• _STATED EXERCISE_
Present the lines below as a Markdown table with two columns, "No." and "Line", numbering each row and omitting blank lines.

[Stored data]

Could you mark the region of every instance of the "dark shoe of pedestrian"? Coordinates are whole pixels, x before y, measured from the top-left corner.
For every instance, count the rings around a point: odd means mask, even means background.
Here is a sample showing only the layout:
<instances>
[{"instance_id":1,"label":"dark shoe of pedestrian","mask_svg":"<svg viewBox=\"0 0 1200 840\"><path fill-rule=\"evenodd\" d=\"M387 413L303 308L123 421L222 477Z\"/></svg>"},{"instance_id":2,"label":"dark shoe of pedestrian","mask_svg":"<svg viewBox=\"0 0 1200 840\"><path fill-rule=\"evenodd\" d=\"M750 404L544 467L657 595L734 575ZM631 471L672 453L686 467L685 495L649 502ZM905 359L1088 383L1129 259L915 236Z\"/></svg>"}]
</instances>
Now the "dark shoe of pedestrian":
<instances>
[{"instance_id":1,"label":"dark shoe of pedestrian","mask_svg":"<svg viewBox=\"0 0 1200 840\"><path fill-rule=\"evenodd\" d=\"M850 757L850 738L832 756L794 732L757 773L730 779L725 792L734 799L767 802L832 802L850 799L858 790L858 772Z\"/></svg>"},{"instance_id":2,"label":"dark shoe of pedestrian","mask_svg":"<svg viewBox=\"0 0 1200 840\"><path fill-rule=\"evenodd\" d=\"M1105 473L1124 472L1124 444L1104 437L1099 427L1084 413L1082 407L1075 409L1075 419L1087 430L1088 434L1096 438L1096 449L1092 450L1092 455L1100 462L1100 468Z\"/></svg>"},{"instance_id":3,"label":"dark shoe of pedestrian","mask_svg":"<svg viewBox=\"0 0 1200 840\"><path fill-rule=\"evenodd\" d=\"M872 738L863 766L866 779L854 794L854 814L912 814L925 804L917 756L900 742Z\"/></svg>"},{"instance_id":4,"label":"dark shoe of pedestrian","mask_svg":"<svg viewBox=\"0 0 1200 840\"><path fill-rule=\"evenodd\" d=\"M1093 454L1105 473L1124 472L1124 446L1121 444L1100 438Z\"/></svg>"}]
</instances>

• _IN RESPONSE_
| No. | Line |
|---|---|
| 1 | Could you mark the region of every instance of the "dark shoe of pedestrian"? Coordinates are whole pixels, x before y, measured from the top-left corner. |
| 2 | For every instance, count the rings around a point: odd means mask, even means background. |
| 3 | Here is a sample showing only the layout: |
| 4 | <instances> |
| 5 | [{"instance_id":1,"label":"dark shoe of pedestrian","mask_svg":"<svg viewBox=\"0 0 1200 840\"><path fill-rule=\"evenodd\" d=\"M387 413L303 308L123 421L222 477Z\"/></svg>"},{"instance_id":2,"label":"dark shoe of pedestrian","mask_svg":"<svg viewBox=\"0 0 1200 840\"><path fill-rule=\"evenodd\" d=\"M750 404L544 467L657 595L734 575ZM631 471L672 453L686 467L685 495L649 502ZM905 359L1088 383L1129 259L915 236Z\"/></svg>"}] |
| 6 | </instances> |
| 7 | Now the "dark shoe of pedestrian": |
| 8 | <instances> |
| 9 | [{"instance_id":1,"label":"dark shoe of pedestrian","mask_svg":"<svg viewBox=\"0 0 1200 840\"><path fill-rule=\"evenodd\" d=\"M850 757L850 738L832 756L794 732L757 773L730 779L725 792L734 799L767 802L832 802L850 799L858 790L858 772Z\"/></svg>"},{"instance_id":2,"label":"dark shoe of pedestrian","mask_svg":"<svg viewBox=\"0 0 1200 840\"><path fill-rule=\"evenodd\" d=\"M1105 473L1124 472L1124 444L1104 437L1099 427L1084 413L1082 407L1075 409L1075 419L1087 430L1088 434L1096 438L1096 449L1092 450L1092 455L1100 462L1100 468Z\"/></svg>"},{"instance_id":3,"label":"dark shoe of pedestrian","mask_svg":"<svg viewBox=\"0 0 1200 840\"><path fill-rule=\"evenodd\" d=\"M872 738L863 766L866 779L854 794L854 814L912 814L925 804L917 756L900 742Z\"/></svg>"},{"instance_id":4,"label":"dark shoe of pedestrian","mask_svg":"<svg viewBox=\"0 0 1200 840\"><path fill-rule=\"evenodd\" d=\"M1093 454L1105 473L1124 472L1124 446L1121 444L1100 438Z\"/></svg>"}] |
| 10 | </instances> |